# What is required:
Copy the following lines word for word, keeping their order.

# Entries from a dataset:
□ □ □ □
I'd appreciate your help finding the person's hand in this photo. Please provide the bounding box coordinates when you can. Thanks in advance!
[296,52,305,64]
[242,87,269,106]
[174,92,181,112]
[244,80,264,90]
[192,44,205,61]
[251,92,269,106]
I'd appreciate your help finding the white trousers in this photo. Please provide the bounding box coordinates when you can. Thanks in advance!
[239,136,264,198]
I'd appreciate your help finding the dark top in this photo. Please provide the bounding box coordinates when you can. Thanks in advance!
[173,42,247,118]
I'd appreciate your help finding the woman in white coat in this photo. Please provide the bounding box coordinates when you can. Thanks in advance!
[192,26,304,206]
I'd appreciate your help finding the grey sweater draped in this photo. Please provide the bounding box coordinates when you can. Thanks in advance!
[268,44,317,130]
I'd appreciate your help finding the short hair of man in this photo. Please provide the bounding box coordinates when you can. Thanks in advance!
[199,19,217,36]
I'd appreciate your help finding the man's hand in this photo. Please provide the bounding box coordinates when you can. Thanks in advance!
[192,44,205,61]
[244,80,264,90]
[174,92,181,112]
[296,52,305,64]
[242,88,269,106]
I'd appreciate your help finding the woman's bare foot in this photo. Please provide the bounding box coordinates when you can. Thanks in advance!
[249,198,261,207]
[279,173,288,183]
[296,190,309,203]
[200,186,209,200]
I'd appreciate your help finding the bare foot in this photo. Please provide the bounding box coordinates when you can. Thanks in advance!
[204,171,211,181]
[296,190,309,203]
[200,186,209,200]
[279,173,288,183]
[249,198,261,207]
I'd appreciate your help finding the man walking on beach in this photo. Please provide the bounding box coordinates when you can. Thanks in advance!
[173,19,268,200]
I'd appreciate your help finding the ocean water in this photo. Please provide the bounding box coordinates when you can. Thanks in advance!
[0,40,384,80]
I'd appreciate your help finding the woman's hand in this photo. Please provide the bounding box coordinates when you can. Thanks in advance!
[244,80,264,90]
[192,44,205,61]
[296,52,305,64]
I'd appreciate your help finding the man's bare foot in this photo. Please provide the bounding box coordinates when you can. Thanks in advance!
□ □ □ □
# Solution:
I'd appreciate your help finding the person's hand in this photo. Please provide the bounding box coordinates when you can. Thanks in advance!
[296,52,305,64]
[242,87,269,106]
[174,92,181,112]
[244,80,264,90]
[192,44,205,61]
[251,92,269,106]
I'd appreciate your help finding the white trousers in this photo. Please provide the bounding box coordinates when you can. Thanks in advance!
[239,136,264,198]
I'd appreciate your help finding the dark top in this photo. Please provide the bounding box coordinates when you can. Thanks in advance!
[173,42,247,118]
I'd appreciate your help finding the woman in white coat in this photo. Please provide the bounding box coordinates when you can. Thanks in advance!
[192,26,304,206]
I'd appreciate your help finding the grey sweater draped in this photo. Please provide the bounding box coordinates when you can. Thanks in advance!
[268,44,317,130]
I'd appreciate your help finding the short hair of man in this photo. Please provide the bounding box coordinates when you can. Thanks in advance!
[199,19,217,36]
I'd appreciate your help finding the man's hand in this photo. Please provide the bounding box coordinates when you can. Thanks in advance!
[192,44,205,61]
[244,80,264,90]
[174,92,181,112]
[296,52,305,64]
[242,88,269,106]
I'd appreciate your help finding the woman's bare foot in this photo. Please provide the bounding box coordinates when you can. Thanks in advance!
[249,198,261,207]
[279,173,288,183]
[296,190,309,203]
[200,186,209,200]
I'd appreciate your help finding the bare foot in this photo. Please provide the bounding box coordinates when you can. Thanks in advance!
[204,171,211,181]
[296,190,309,203]
[200,186,209,200]
[279,173,288,183]
[249,198,261,207]
I'd appreciate your help finding the man walking on beach in this photo. Please provide the bounding box coordinates when you can. Thanks in advance!
[173,19,268,200]
I'd appreciate your help finding the ocean water in this photo. Please provide the bounding box coordinates when you can. Thanks in advance!
[0,40,384,80]
I'd appreciate your help finding the woman's hand in this photo. Please provide the bounding box coordinates when you can. Thanks in advance!
[244,80,264,90]
[192,44,205,61]
[296,52,305,64]
I'd appreciate your help finding the man's bare foot in this photo. Please provide the bounding box coordinates when you can. Thanks in advance!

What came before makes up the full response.